begin Raw data
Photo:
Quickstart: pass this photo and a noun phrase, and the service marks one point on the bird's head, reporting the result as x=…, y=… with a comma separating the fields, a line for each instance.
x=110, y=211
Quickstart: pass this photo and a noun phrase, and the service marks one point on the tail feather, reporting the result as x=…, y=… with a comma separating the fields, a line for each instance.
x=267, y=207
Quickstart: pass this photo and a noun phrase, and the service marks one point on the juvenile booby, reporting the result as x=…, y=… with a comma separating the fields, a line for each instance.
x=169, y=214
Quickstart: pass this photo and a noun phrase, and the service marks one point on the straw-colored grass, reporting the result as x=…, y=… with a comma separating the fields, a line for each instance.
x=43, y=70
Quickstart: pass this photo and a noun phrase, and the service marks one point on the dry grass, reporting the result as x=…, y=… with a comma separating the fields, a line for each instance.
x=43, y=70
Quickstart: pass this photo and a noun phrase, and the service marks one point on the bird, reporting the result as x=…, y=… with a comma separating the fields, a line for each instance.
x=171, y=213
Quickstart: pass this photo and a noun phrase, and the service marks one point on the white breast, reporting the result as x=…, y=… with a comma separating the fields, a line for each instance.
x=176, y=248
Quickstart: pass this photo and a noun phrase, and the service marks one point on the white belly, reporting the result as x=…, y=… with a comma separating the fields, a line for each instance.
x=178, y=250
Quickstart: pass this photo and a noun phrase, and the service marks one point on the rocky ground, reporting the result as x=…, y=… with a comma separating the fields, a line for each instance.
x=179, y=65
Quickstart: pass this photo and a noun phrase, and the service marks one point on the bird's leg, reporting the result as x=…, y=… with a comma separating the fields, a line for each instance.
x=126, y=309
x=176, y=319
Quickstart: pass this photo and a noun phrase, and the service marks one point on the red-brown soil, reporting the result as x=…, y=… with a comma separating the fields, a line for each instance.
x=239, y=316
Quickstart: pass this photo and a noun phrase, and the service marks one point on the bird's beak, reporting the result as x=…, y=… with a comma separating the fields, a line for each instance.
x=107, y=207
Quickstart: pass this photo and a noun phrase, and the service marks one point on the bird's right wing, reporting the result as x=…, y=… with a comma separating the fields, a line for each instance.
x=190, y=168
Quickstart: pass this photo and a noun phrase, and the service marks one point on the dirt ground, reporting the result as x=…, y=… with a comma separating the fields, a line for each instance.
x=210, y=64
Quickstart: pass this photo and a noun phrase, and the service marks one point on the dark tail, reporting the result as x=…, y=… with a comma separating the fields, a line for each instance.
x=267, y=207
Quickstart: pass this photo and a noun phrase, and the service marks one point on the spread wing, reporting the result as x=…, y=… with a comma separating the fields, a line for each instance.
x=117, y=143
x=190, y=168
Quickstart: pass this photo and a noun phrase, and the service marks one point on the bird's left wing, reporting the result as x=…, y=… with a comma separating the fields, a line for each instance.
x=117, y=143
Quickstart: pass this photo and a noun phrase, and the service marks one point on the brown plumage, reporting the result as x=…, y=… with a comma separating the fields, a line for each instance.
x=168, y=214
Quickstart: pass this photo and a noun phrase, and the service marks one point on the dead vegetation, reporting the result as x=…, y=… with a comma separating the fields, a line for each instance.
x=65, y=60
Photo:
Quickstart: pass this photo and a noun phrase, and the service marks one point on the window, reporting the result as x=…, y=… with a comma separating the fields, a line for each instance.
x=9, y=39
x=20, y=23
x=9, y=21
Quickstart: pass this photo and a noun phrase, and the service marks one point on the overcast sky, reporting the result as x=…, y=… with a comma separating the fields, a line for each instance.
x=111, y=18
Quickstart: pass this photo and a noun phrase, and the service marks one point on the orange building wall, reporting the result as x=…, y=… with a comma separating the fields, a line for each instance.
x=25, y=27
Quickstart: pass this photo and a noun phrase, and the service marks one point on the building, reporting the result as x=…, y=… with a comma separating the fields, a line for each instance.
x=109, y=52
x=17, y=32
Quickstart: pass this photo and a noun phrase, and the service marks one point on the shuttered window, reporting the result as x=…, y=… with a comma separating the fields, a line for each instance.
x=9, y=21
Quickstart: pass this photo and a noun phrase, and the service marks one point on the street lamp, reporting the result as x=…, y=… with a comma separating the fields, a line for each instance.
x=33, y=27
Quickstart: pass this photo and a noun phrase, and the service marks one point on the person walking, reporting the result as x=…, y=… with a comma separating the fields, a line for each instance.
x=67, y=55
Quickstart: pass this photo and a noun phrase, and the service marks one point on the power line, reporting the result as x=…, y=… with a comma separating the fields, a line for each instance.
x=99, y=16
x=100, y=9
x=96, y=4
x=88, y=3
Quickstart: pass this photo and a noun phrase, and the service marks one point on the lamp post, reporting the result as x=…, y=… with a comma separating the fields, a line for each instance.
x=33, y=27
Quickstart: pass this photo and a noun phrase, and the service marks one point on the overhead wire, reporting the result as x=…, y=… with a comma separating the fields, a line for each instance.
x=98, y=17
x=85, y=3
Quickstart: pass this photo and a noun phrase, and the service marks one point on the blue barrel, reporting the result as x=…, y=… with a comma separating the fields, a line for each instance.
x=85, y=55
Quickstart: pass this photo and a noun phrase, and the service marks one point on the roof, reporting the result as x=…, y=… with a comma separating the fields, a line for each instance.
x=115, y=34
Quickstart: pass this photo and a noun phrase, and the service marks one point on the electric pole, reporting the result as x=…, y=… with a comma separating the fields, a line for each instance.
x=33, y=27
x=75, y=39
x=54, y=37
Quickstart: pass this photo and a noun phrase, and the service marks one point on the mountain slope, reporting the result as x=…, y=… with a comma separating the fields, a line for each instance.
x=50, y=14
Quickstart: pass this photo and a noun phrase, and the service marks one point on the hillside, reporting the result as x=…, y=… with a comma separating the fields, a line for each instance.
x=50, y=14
end Raw data
**Exercise requirements**:
Nothing should be changed: write out all of the data as is.

**Result of this exercise**:
Photo:
Quickstart: pass this photo and a noun phrase, and the service marks one point on the bird's head, reporting the result as x=…, y=… with a comma separating the fields, a line for each instance.
x=110, y=211
Quickstart: pass this photo and a noun phrase, and the service marks one point on the tail feather, reporting the result as x=…, y=… with a comma separating the fields, a line for each instance.
x=267, y=207
Quickstart: pass this photo and a noun phrase, and the service marks one point on the juvenile booby, reporting the result as x=…, y=… with a comma separating the fields, a line for each instance.
x=169, y=214
Quickstart: pass this photo and a noun phrase, and the service marks one point on the straw-colored grass, reporting the result as x=…, y=… with a comma separating the fields, a line for each instance.
x=43, y=70
Quickstart: pass this photo and a noun phrase, and the service marks one point on the dry grass, reporting the result as x=…, y=… with a comma separating the fields, a line for each instance.
x=43, y=70
Quickstart: pass this photo and a noun phrase, and the service marks one point on the bird, reporting the result as x=…, y=… with a comma separating the fields, a line for each instance.
x=171, y=213
Quickstart: pass this photo and a noun phrase, and the service marks one point on the white breast, reporting the result as x=…, y=… with a comma separating the fields, a line for each instance.
x=176, y=248
Quickstart: pass this photo and a noun phrase, and the service marks one point on the white belly, reporting the result as x=…, y=… with a comma separating the fields, a line for each instance.
x=178, y=250
Quickstart: pass this photo and a noun phrase, and the service marks one point on the rocky ground, reporting the result as x=…, y=… with a comma separating the fields, a line for each instance.
x=179, y=65
Quickstart: pass this photo and a noun phrase, and the service marks one point on the bird's leg, reporting the result as x=…, y=… with a comma separating the fields, a line for each instance.
x=126, y=309
x=176, y=319
Quickstart: pass this photo and a noun phrase, and the service marks one point on the red-brown soil, reporting the result as x=…, y=… with a comma separating the fields, a line for each instance.
x=239, y=316
Quickstart: pass this photo and a noun phrase, and the service marks one point on the bird's beak, reporting the result as x=…, y=… with a comma separating the fields, a line for each instance.
x=107, y=207
Quickstart: pass this photo and a noun phrase, and the service marks one point on the bird's right wing, reporting the result as x=…, y=… with a comma separating the fields, a line for each instance.
x=190, y=168
Quickstart: pass this photo and a noun phrase, and the service marks one point on the dirt ground, reporting the result as x=…, y=… with a comma separating the fields, a line for each instance.
x=210, y=64
Quickstart: pass this photo and a noun phrase, and the service marks one point on the dark tail, reporting the result as x=…, y=… with a comma separating the fields, a line for each instance.
x=267, y=207
Quickstart: pass this photo and a noun phrase, and the service marks one point on the spread wing, reporting the result as x=…, y=… with a comma separating the fields, a line for each instance.
x=117, y=143
x=190, y=168
Quickstart: pass this photo and a noun phrase, and the service marks one point on the bird's left wing, reporting the result as x=…, y=… with a comma separating the fields, a line for each instance.
x=117, y=143
Quickstart: pass this photo and a noun phrase, and the service marks one point on the brown plumage, reporting the result as x=…, y=… with a comma separating the fields, a line for each instance.
x=168, y=214
Quickstart: pass this photo and a noun phrase, and the service marks one point on the dead vegetation, reporting the result as x=…, y=… with a comma separating the fields, a line for each instance.
x=65, y=60
Photo:
Quickstart: pass this photo and a noun phrase, and the service marks one point on the window, reporting the result as x=…, y=… with a comma separating the fields, a line for each instance.
x=9, y=39
x=20, y=23
x=9, y=21
Quickstart: pass this photo and a noun phrase, and the service marks one point on the overcast sky, reporting the result as x=…, y=… with a comma separating the fields, a line for each instance.
x=111, y=18
Quickstart: pass this photo and a noun phrase, and the service marks one point on the orange building wall, reporting the result as x=…, y=… with a comma separating the fields, a line for each instance.
x=25, y=27
Quickstart: pass this photo and a noun phrase, and the service marks one point on the building, reporting the result as x=…, y=… with a comma separating the fields, a line for each instance.
x=109, y=52
x=17, y=32
Quickstart: pass this photo and a noun phrase, and the service marks one point on the shuttered window, reporting the result as x=…, y=… with a comma separating the fields, a line for each instance.
x=9, y=21
Quickstart: pass this photo and a noun phrase, and the service marks one point on the street lamp, reporting the result as x=…, y=… with a comma separating the fields, a line for each instance.
x=33, y=27
Quickstart: pass this photo and a noun phrase, and the service marks one point on the person walking, reporting the result as x=…, y=… with a comma separating the fields, a line for each instance.
x=67, y=55
Quickstart: pass this photo and a noun phrase, and the service marks one point on the power line, reporting the result as x=…, y=… with a comma separating the fields, a line for each instance.
x=99, y=16
x=100, y=9
x=96, y=4
x=88, y=3
Quickstart: pass this photo and a noun phrase, and the service marks one point on the lamp post, reporting the result as x=…, y=… with a comma separating the fields, a line for each instance.
x=33, y=27
Quickstart: pass this photo and a noun phrase, and the service marks one point on the overhead wire, reporting the result as x=…, y=… with a comma separating the fields, a line for each instance.
x=98, y=17
x=85, y=3
Quickstart: pass this photo and a noun phrase, and the service marks one point on the blue barrel, reporting the result as x=…, y=… with a comma separating the fields, a line for each instance.
x=85, y=55
Quickstart: pass this photo and a noun phrase, and the service marks one point on the roof, reporting the result as x=…, y=… with a comma separating the fields, a line for each instance.
x=115, y=34
Quickstart: pass this photo and a noun phrase, and the service marks one point on the electric pole, reporting the result as x=…, y=… with a comma separating the fields, a line for each instance.
x=33, y=27
x=75, y=39
x=54, y=37
Quickstart: pass this photo and a noun phrase, and the service marks one point on the mountain slope, reporting the result as x=…, y=… with a comma separating the fields, a line for each instance.
x=50, y=14
Quickstart: pass this photo and a noun phrase, and the service marks one point on the hillside, reporting the result as x=…, y=… with a comma separating the fields, a line for each instance.
x=50, y=14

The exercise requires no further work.